** 연습 문제 **
LLM 평가자에 관한 글에서 "Background: Self-Rewarding Language Models"로 시작하는 단락의 주요 내용을 짧은 목록으로 다시 써 주세요.

** 문서 발췌 **
--------------------------------------------------

[TIL] LLM as reward models/evaluators (#RLHF, #Self-improvement)

NLP

당니이 2024. 8. 30. 05:00

다른 분야도 겅부해야지 .. 정신차리고 ..

☑️ RewardBench (8 Jun 2024)

Reward modeling에는 human judgment annotation이 필요하지만 이건 너무 costly함
Human annotation 없이 self-improvement framework를 만듦
- Without any labeled preference data, our Self-Taught Evaluator can improve a strong LLM (Llama3-70BInstruct) from 75.4 to 88.3 (88.7 with majority vote) on RewardBench
LLM-as-a-Judge (Judgment generator)는 아래와 같은 input을 받는다.
- an input (user instruction) x;
- two possible assistant responses y (A) and y (B) to the user instruction x;
- the evaluation prompt containing the rubric and asking to evaluate and choose the winning answer,

Background: Self-Rewarding Language Models
- LLMs can improve by judging their own responses instead of relying on human labelers (AI feedback training)
- Key insights: 모델을 계속 반복해서 training 하면 instruction following은 보장되지만, judge의 improvement는 보장되지 못한다는 단점 존재
LLM acts as an actor, judge, and meta-judge
- Self-improvement process, where the model judges its own judgements and uses that feedback to refine its judgment skills.
- Model이 자신의 judgement를 판단하고, 자신의 judgement skill을 수정하기 위해 feedback 사용

Surprisingly, this unsupervised approach improves the model’s ability to judge and follow instructions, as demonstrated by a win rate improvement of Llama-3-8B-Instruct from 22.9% to 39.4%

--------------------------------------------------

지시 표현 데이터:
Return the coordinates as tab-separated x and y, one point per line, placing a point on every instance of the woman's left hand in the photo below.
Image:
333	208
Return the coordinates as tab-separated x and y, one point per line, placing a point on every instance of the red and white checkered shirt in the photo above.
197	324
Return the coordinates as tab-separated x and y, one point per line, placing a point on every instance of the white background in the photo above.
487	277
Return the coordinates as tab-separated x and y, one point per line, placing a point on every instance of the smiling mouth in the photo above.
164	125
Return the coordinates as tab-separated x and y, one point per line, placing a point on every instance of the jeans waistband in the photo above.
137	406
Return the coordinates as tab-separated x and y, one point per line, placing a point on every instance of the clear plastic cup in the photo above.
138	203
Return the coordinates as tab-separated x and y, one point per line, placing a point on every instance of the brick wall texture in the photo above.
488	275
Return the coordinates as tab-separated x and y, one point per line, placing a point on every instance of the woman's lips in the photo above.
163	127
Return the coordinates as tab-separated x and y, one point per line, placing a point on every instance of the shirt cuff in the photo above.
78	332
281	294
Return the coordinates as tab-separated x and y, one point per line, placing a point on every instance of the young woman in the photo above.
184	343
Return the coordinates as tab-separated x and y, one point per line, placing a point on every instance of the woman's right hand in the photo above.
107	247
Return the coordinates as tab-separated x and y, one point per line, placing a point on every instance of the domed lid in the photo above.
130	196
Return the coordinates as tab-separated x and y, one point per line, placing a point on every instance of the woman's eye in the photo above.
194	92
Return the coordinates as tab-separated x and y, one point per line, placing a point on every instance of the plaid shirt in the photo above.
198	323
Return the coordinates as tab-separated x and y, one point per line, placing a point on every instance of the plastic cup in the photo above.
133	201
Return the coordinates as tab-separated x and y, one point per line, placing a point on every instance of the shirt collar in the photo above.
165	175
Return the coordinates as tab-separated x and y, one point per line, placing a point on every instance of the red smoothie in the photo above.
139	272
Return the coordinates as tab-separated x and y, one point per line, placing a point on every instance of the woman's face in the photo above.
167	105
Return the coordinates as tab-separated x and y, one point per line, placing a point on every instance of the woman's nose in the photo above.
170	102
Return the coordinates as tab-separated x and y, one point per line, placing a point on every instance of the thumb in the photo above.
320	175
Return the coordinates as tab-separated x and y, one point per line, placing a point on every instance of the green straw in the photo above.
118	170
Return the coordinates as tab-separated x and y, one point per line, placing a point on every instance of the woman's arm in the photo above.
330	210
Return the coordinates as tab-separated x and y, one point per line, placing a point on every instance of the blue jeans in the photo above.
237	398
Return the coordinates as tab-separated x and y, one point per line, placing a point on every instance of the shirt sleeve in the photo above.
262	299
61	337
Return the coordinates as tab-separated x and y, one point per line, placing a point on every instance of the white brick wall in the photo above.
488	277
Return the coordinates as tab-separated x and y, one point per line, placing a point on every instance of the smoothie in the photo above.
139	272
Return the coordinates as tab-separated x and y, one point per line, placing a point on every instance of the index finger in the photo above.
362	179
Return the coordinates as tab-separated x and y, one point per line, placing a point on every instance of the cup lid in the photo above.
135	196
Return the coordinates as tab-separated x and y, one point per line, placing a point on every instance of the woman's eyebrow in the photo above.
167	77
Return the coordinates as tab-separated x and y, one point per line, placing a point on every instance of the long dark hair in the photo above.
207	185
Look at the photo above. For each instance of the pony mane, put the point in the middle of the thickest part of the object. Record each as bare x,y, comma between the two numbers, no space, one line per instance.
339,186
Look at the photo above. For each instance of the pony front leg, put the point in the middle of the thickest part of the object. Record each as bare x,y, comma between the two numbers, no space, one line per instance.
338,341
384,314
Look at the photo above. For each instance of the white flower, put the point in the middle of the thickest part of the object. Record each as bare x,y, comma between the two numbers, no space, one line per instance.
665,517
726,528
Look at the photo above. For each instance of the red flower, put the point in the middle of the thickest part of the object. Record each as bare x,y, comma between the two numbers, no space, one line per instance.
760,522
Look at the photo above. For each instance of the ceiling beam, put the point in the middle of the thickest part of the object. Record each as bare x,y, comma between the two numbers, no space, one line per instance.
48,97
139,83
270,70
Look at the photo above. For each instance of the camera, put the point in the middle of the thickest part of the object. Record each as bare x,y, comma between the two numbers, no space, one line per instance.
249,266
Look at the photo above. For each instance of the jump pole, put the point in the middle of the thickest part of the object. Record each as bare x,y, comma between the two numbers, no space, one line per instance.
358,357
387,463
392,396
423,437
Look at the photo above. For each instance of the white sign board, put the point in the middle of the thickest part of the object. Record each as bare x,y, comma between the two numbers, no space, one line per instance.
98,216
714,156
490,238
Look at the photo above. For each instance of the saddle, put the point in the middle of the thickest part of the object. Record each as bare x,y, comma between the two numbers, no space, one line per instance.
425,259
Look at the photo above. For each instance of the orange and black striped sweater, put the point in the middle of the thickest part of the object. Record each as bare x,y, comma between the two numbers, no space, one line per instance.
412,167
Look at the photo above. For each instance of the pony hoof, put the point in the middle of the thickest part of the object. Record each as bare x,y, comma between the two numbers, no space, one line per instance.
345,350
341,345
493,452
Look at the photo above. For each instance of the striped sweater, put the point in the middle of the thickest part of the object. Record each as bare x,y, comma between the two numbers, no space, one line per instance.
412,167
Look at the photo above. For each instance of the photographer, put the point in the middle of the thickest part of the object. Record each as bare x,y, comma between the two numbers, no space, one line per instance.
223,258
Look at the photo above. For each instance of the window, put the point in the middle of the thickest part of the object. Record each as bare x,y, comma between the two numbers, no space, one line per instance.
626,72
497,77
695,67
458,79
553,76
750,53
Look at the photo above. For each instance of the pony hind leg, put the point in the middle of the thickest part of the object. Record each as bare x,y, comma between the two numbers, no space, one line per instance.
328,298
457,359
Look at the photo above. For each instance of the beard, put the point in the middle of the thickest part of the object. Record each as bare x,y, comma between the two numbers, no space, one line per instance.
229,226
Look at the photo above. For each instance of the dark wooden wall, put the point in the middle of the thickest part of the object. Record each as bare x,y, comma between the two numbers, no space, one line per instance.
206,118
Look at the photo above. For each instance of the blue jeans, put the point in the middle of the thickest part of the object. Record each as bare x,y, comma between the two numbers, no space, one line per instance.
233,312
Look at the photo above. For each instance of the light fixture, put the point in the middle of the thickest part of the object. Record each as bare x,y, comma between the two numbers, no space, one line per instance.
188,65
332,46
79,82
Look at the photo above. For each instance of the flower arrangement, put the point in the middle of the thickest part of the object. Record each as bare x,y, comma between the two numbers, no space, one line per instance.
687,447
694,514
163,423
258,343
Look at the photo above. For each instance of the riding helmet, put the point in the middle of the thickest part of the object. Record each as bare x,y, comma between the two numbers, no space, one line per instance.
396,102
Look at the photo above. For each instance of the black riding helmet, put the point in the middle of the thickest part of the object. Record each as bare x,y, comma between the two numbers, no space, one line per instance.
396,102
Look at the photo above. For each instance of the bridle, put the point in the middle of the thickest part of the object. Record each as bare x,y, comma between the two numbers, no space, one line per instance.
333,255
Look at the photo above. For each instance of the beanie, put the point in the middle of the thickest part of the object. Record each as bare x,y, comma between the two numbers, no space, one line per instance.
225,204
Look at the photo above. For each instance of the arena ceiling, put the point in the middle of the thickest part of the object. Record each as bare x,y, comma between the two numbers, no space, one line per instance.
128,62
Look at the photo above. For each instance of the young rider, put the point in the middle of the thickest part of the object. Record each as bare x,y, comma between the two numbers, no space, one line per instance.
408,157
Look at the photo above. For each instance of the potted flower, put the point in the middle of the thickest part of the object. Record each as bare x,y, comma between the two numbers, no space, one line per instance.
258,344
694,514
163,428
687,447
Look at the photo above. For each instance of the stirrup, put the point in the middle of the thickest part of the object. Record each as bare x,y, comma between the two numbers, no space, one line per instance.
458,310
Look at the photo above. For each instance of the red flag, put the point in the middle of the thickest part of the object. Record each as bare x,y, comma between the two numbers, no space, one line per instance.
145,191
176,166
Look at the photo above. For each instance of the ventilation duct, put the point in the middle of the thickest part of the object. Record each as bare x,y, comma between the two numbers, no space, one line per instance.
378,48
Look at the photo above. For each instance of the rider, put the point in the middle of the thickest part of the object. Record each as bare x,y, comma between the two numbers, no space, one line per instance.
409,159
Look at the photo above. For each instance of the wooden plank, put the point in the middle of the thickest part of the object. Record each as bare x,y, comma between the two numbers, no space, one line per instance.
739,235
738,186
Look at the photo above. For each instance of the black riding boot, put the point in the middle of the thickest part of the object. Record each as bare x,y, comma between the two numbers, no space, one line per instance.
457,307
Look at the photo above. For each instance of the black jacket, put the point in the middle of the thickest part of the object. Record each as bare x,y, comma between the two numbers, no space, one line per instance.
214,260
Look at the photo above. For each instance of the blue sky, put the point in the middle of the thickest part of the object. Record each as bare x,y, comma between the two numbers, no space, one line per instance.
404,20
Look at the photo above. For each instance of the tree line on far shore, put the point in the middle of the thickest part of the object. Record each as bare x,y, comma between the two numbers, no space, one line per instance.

--------------------------------------------------

** 문제 풀이 **
- LLM은 사람 라벨러에 의존하지 않고 자신의 응답을 스스로 판단하여 개선될 수 있다(AI feedback training).
- 모델을 반복 학습시키면 instruction following은 보장되지만, judge 능력의 향상은 보장되지 않는다는 단점이 있다.